- **WHAT YOU WILL DO**
1. Echo the passage from the guide to Sapelo Island and Darien starting with "Another intriguing place" and going on through "harvesting the rice.".
2. Answer these questions using the guide to Sapelo Island and Darien:
(a) What is the name of the only permanent community on Sapelo Island?
(b) In what year was Darien founded?
(c) How far south of Darien does the Hofwyl-Broadfield Plantation lie?

- **SOURCE DOCUMENT**
Sapelo Island and Darien
Though coastal Georgia has by and large been spared the worst excesses of real estate development, for an unforgettable taste of the real pre-tourist industry Georgia culture, make your way east to Sapelo Island, which stretches offshore between Midway and Darien. The island is a stark, sparsely populated, mostly undeveloped, and generally fascinating place to spend some time, a truly wild landscape where alligators and ferocious feral pigs live free among remnants of colonial-era plantation agriculture and native Creek Indian shell middens dating back 6,000 years. Once a cotton plantation, worked by slaves whose 70-odd descendants live in Hog Hammock, Sapelo’s only permanent community, the island is now owned by the state of Georgia and used as a marine biology research center.
There is no real commercial development on Sapelo Island—no stores and no restaurants, so bring your own food and drink—just miles of beaches, marshlands, and open sea. Get there from the mainland hamlet of Meridian, where you can catch the state-run ferry for a four-hour guided tour (912/437-3224, reservations required, adults $15, children $10), which gives a full introduction to Sapelo Island life.
South of Sapelo Island near the mouth of the Altamaha River, which formed the rough and frequently fought-over boundary between British and Spanish parts of the New World, Darien (pop. 1,800) looks a lot like most other coastal Deep South towns, but it boasts a history to match many bigger or more famous destinations. After a small, 16th-century Spanish mission near here was destroyed by Native Americans, Darien was founded in 1736 by Scottish colonists (many named McIntosh, now the name of the surrounding county) near Fort King George, the first British outpost in what became Georgia. Darien later became a center of the lucrative early-19th-century rice trade, surrounded by plantations where the abuse of slaves inspired British actress Fanny Kemble’s book-length indictment, Journal of a Residence on a Georgia Plantation in 1838-39, an influential abolitionist text.
Despite the many claims it could make to importance, Darien preserves its past in a matter-of-fact manner. The main attraction is the reconstructed Fort King George (closed Mon., adults $7.50), a state historic site, a mile east of US-17 on Fort King George Drive.
Another intriguing place to visit is the Hofwyl-Broadfield Plantation (Wed.-Sun., adults $8.00), five miles south of Darien along US-17, where a well-preserved plantation home is surrounded by 1,200 acres of one-time rice fields that have reverted to cypress swamps. Displays inside the visitors center tell the story of how slaves were forced to labor in the sweltering, mosquito-plagued summer heat, building levees and doing the back-breaking work of planting, growing, and harvesting the rice.

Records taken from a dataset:
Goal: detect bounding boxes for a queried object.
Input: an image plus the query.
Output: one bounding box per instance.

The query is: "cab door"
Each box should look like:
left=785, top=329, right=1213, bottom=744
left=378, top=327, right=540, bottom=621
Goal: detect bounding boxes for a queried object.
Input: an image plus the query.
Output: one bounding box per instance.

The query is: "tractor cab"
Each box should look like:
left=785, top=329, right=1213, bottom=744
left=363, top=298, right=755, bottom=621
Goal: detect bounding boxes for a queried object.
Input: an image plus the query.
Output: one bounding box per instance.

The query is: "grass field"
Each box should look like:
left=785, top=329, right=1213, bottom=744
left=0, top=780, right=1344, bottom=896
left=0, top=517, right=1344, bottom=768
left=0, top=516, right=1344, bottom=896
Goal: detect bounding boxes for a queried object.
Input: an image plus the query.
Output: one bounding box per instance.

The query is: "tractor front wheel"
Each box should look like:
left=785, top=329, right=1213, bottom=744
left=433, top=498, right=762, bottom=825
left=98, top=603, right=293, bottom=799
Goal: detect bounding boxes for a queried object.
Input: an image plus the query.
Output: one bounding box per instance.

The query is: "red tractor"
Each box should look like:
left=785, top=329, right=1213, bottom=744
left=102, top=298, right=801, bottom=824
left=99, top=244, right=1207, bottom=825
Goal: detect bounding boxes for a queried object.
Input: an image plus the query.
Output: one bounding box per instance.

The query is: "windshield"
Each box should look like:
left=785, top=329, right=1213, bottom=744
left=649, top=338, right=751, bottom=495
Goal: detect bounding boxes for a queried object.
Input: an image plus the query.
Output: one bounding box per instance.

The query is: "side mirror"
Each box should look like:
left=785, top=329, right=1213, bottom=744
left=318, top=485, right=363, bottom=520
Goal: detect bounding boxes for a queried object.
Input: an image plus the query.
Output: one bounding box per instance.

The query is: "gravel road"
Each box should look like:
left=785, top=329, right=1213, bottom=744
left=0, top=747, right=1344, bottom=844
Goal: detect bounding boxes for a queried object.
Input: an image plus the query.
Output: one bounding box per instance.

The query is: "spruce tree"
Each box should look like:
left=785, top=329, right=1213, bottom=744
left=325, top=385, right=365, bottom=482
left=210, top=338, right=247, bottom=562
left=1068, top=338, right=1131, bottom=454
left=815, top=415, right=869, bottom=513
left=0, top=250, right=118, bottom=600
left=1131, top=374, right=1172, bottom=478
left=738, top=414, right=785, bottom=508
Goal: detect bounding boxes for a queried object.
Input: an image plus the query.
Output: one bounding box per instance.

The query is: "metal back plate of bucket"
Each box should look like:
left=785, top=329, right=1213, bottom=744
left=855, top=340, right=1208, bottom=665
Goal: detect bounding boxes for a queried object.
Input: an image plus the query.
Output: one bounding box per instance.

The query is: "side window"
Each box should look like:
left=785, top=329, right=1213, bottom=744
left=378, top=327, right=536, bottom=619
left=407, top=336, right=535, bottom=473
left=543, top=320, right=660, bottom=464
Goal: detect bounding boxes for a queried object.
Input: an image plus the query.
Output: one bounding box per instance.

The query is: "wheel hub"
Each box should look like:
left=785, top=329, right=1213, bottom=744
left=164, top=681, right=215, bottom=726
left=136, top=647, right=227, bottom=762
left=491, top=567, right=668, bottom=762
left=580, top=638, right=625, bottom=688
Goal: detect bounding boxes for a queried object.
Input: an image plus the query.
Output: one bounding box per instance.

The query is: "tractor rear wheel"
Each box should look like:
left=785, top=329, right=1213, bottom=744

- **EXPECTED RESPONSES**
1.
Another intriguing place to visit is the Hofwyl-Broadfield Plantation (Wed.-Sun., adults $8.00), five miles south of Darien along US-17, where a well-preserved plantation home is surrounded by 1,200 acres of one-time rice fields that have reverted to cypress swamps. Displays inside the visitors center tell the story of how slaves were forced to labor in the sweltering, mosquito-plagued summer heat, building levees and doing the back-breaking work of planting, growing, and harvesting the rice.

2.
(a) Hog Hammock
(b) 1736
(c) Five miles